### Stated goal
The records that follow must be reproduced in full, exactly as written.

** begin Given entries **

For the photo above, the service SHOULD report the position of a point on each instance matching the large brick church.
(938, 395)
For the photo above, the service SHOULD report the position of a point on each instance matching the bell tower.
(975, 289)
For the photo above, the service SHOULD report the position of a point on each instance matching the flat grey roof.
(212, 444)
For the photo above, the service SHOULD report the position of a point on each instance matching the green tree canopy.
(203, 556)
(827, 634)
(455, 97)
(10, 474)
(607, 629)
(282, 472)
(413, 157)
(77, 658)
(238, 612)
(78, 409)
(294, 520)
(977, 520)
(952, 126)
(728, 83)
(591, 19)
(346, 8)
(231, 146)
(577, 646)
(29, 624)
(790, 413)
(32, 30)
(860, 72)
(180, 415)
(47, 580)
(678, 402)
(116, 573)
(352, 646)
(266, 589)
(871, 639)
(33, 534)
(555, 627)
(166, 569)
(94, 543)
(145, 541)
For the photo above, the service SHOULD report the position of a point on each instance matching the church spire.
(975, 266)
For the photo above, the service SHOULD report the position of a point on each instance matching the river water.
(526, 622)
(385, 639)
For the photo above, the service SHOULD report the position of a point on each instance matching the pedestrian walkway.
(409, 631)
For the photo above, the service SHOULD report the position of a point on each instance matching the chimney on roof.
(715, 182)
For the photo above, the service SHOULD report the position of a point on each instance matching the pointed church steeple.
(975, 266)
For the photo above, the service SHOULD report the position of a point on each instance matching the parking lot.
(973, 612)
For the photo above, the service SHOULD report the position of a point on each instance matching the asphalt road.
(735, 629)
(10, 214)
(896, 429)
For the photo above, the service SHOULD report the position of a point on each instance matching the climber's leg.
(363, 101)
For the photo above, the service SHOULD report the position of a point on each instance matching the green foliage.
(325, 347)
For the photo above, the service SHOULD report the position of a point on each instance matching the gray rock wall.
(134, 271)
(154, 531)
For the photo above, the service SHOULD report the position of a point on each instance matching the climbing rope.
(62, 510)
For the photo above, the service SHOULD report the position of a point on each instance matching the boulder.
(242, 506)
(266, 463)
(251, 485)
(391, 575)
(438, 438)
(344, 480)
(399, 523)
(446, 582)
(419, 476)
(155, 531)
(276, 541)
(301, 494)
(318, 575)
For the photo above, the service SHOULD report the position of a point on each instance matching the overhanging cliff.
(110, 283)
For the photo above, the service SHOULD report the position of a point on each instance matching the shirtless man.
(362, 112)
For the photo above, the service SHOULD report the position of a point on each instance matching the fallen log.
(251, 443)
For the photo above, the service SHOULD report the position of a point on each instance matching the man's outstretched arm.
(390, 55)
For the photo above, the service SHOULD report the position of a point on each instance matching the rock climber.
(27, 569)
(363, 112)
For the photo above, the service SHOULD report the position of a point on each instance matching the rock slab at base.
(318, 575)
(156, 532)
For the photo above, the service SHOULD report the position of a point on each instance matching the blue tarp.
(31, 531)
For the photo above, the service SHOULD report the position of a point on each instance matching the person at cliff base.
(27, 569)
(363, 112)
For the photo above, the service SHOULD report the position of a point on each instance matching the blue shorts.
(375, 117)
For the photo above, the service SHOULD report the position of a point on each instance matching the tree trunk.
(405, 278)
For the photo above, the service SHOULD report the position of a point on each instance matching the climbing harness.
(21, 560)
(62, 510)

** end Given entries **

### The output
For the photo above, the service SHOULD report the position of a point on each instance matching the large brick church.
(938, 395)
For the photo above, the service SHOULD report the position of a point on each instance matching the bell tower.
(975, 289)
For the photo above, the service SHOULD report the position of a point on each instance matching the flat grey roof.
(212, 444)
For the photo above, the service SHOULD report the position of a point on each instance matching the green tree canopy.
(203, 556)
(827, 634)
(455, 97)
(10, 474)
(607, 629)
(282, 472)
(413, 157)
(77, 658)
(238, 612)
(78, 409)
(294, 520)
(977, 520)
(952, 126)
(728, 83)
(591, 19)
(346, 8)
(231, 146)
(577, 646)
(29, 624)
(790, 413)
(32, 30)
(860, 72)
(180, 415)
(47, 580)
(678, 402)
(116, 573)
(352, 646)
(266, 589)
(871, 639)
(33, 534)
(555, 627)
(166, 569)
(94, 543)
(145, 541)
For the photo above, the service SHOULD report the position of a point on each instance matching the church spire.
(975, 266)
For the photo above, the service SHOULD report the position of a point on each instance matching the river water.
(526, 622)
(385, 639)
For the photo above, the service SHOULD report the position of a point on each instance matching the pedestrian walkway.
(409, 631)
For the photo above, the service SHOULD report the position of a point on each instance matching the chimney on roof.
(715, 182)
For the photo above, the service SHOULD report the position of a point on each instance matching the pointed church steeple.
(975, 266)
For the photo above, the service SHOULD report the position of a point on each instance matching the parking lot.
(973, 612)
For the photo above, the service SHOULD report the position of a point on each instance matching the asphalt road.
(735, 629)
(10, 214)
(896, 429)
For the photo above, the service SHOULD report the position of a point on each instance matching the climber's leg.
(363, 101)
For the photo above, the service SHOULD report the position of a point on each instance matching the green foliage.
(325, 347)
For the photo above, the service SHOULD report the position of a point on each instance matching the gray rock wall.
(134, 271)
(154, 531)
For the photo above, the service SHOULD report the position of a point on each instance matching the climbing rope.
(62, 510)
For the photo above, the service SHOULD report the position of a point on each instance matching the boulder.
(242, 506)
(266, 463)
(251, 485)
(391, 575)
(438, 438)
(344, 480)
(399, 523)
(446, 582)
(419, 476)
(155, 531)
(276, 541)
(301, 494)
(318, 575)
For the photo above, the service SHOULD report the position of a point on each instance matching the overhanging cliff.
(110, 283)
For the photo above, the service SHOULD report the position of a point on each instance matching the shirtless man.
(362, 112)
For the photo above, the service SHOULD report the position of a point on each instance matching the fallen log.
(251, 443)
For the photo above, the service SHOULD report the position of a point on each instance matching the man's outstretched arm.
(390, 55)
For the photo above, the service SHOULD report the position of a point on each instance matching the rock climber.
(27, 569)
(363, 112)
For the photo above, the service SHOULD report the position of a point on each instance matching the rock slab at base.
(318, 575)
(156, 532)
For the photo above, the service SHOULD report the position of a point on each instance matching the blue tarp.
(31, 531)
For the photo above, the service SHOULD report the position of a point on each instance matching the person at cliff base.
(27, 569)
(363, 112)
For the photo above, the service SHOULD report the position of a point on each instance matching the blue shorts.
(375, 117)
For the photo above, the service SHOULD report the position of a point on each instance matching the tree trunk.
(405, 278)
For the photo above, the service SHOULD report the position of a point on each instance matching the climbing harness.
(21, 560)
(62, 510)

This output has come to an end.